2022/2023 Fellows Reading

2022/2023 Fellows Reading

Sarah Hennessey is Nimíipuu and she is a poet, performer, playwright, and youth empowerment theater practitioner. Her work highlights the symbiosis of storytelling and language reclamation. By integrating her penchant for literature and performance into her educational outreach, Sarah infuses her instruction with not just interdisciplinary pedagogy, but also both traditional and contemporary storytelling techniques. Her work has been published in literary journals such as Yellow Medicine Review and Pork Belly Press. Her first short play Weet’u Naqaacnim ‘iceyeeye’ (Not My Grandmother’s Coyote) was featured in Lewis-Clark State College’s Humanifest in Spring of 2021.

Fede thinks about dragons, wings, wishes, coincidences, spirals, knots, seeds, breath. They’re only at the beginning of their journey with poetry and the arts at large–an exciting prospect. Their poetry is informed by their queer-chinese-latine identity and they find that art-making is a restorative process. They always emerge from a project having pulled out something they could never quite grab at before. Fede loves love, being undone, and a good string. For the new year they plan to do a bird watching Big Year, learn balance, and be in conversation.

Marisa Lin is a daughter of Chinese immigrants and Minnesota native. Her first training in poetry was through western classical music. A 2023 Roots Wounds Words Poetry Fellow, Marisa is an alum of the VONA, Kenyon Review, and Community of Writers workshops. You can find her work at Poetry South, Porter House Review, The Racket, and elsewhere. She is pursuing a Master’s Degree of Public Policy at UC Berkeley and in her free time enjoys hiking, petting cats, and writing random letters to friends.

Cristina Méndez (she/her/ella) is a Chicana writer and educator born and raised in the Bay Area (Muwekma Ohlone territory). Through her ongoing work alongside Maya Mam activists on projects of language revitalization, she explores the continuum of how people understand and support each other across lines of difference. Cristina is interested in coalitions, tensions, transformational learning, and healing as she envisions other futurities in the present.

■ Given data
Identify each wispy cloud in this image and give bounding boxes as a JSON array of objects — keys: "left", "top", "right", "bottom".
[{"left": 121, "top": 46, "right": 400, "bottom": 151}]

■ Activity
In the fellows reading text, rewrite the part between "Marisa Lin is a" and "letters to friends.", inclusive, with "hiking" changed to "swimming".

■ Solved problem
Marisa Lin is a daughter of Chinese immigrants and Minnesota native. Her first training in poetry was through western classical music. A 2023 Roots Wounds Words Poetry Fellow, Marisa is an alum of the VONA, Kenyon Review, and Community of Writers workshops. You can find her work at Poetry South, Porter House Review, The Racket, and elsewhere. She is pursuing a Master’s Degree of Public Policy at UC Berkeley and in her free time enjoys swimming, petting cats, and writing random letters to friends.